Each record that follows must be given again without alteration.
*** Opening Data ***
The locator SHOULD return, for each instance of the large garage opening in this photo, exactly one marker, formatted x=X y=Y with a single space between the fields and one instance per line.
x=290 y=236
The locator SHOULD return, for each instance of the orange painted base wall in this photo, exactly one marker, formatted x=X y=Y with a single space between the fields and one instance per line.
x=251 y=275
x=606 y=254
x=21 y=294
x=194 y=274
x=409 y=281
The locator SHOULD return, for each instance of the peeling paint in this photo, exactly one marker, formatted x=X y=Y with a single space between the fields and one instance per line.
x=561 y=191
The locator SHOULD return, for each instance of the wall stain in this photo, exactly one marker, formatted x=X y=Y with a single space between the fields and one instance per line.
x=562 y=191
*** Closing Data ***
** Solution for this exercise **
The locator SHOULD return, for each instance of the large garage opening in this photo, exactly one marker, formatted x=X y=Y with a single space between the fields and one instance per line.
x=290 y=236
The locator SHOULD return, for each instance of the orange painted base wall in this photo, exactly one marker, formatted x=X y=Y with a single space between the fields and one instance per line.
x=251 y=275
x=606 y=254
x=21 y=294
x=194 y=274
x=409 y=281
The locator SHOULD return, for each instance of the peeling paint in this photo, exactly one marker, formatted x=X y=Y with a single space between the fields and one instance per line.
x=561 y=191
The locator SHOULD return, for each instance of the wall stain in this photo, exactly one marker, formatted x=X y=Y with a single space between the fields and one instance per line.
x=562 y=191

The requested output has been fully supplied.